+++ DATA FOR THIS TASK

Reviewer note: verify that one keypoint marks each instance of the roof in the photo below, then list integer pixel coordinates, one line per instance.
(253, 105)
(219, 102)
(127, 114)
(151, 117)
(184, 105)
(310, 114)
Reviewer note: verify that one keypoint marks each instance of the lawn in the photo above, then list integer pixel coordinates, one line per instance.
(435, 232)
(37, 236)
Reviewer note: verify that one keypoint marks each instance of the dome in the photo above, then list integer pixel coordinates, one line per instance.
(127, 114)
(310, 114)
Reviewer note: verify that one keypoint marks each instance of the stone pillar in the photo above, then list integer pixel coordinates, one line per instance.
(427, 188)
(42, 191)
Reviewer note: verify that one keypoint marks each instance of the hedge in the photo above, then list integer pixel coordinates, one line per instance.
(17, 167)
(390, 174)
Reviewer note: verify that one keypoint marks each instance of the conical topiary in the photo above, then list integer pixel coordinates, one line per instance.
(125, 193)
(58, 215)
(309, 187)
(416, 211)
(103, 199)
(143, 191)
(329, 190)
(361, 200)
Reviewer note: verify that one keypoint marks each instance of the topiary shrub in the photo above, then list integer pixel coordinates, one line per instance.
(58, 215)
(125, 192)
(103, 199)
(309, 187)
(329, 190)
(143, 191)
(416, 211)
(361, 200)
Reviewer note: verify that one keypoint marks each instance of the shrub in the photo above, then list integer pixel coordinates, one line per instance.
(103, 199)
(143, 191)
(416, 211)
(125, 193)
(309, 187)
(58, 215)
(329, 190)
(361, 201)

++++++
+++ DATA FOR THIS TASK

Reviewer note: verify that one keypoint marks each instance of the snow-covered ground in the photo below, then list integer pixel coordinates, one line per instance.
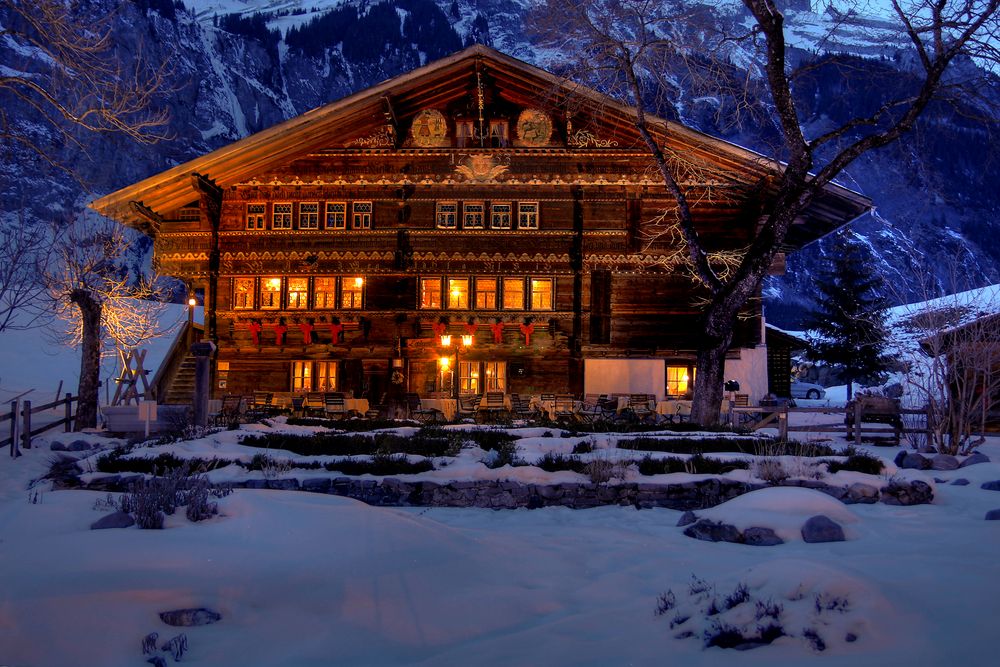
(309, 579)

++++++
+++ DATA FOR THIS TASK

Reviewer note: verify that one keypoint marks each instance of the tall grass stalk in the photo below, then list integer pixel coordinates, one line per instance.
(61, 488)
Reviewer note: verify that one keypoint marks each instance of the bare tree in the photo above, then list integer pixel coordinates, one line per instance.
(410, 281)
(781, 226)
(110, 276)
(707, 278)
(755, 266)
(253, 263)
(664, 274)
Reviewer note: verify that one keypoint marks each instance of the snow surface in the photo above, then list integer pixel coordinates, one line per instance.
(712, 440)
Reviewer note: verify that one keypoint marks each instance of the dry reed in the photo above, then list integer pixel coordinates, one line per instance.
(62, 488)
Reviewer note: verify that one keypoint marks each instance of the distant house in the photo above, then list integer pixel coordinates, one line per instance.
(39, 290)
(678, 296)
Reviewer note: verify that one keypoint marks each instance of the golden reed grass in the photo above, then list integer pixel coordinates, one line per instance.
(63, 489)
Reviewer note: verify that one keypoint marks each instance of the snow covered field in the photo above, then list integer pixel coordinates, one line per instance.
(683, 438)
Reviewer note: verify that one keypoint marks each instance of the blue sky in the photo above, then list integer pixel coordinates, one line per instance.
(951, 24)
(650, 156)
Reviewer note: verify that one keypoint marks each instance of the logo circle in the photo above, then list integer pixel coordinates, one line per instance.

++++++

DIRECTIVE |
Reproduce, without changing a character, the stretch of entries from the line containing "the snow covered" through the line containing "of the logo", both of those lines included.

EXERCISE ANSWER |
Reviewer note: verify that one keypoint marks each instance of the snow covered field in the photo above, then list integer pixel coordinates, one line per instance.
(683, 438)
Reviewer note: verify that one keypoint marks each instance of the blue sky in the photo above, then list integer pixel coordinates, one line per instance.
(951, 24)
(650, 156)
Reviewer note: verify that one keypoint marks each instance of the logo circle in the photo above, then list integer pixel coordinates, one line per instance.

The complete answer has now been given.